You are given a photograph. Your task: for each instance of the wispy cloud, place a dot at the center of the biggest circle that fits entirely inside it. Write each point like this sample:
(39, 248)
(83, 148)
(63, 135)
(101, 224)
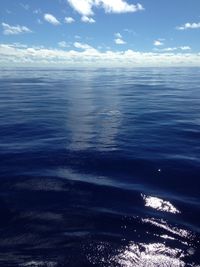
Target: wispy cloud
(171, 49)
(119, 40)
(51, 19)
(85, 7)
(189, 25)
(37, 11)
(13, 30)
(88, 56)
(158, 43)
(69, 20)
(25, 6)
(87, 19)
(63, 44)
(82, 46)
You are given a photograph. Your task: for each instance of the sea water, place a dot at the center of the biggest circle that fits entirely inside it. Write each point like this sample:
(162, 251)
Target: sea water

The problem
Transcribe every line of the items above without changing a word, and leave out the pictures.

Output for this task
You are given a photograph. Your task: for each instance of the wispy cloud, place a dot at the center of the biggest circle that fits entirely inside it. Write each point like this sample:
(39, 248)
(83, 148)
(63, 135)
(101, 224)
Target: wispy cloud
(171, 49)
(119, 40)
(51, 19)
(85, 7)
(189, 25)
(37, 11)
(13, 30)
(88, 56)
(158, 43)
(69, 20)
(25, 6)
(87, 19)
(63, 44)
(82, 46)
You are given a photograph. Your task: for each instance of the sea water, place a dot at the center of the biggest circle that fits entirely inside it. Write each point like this sample:
(162, 251)
Target: sea water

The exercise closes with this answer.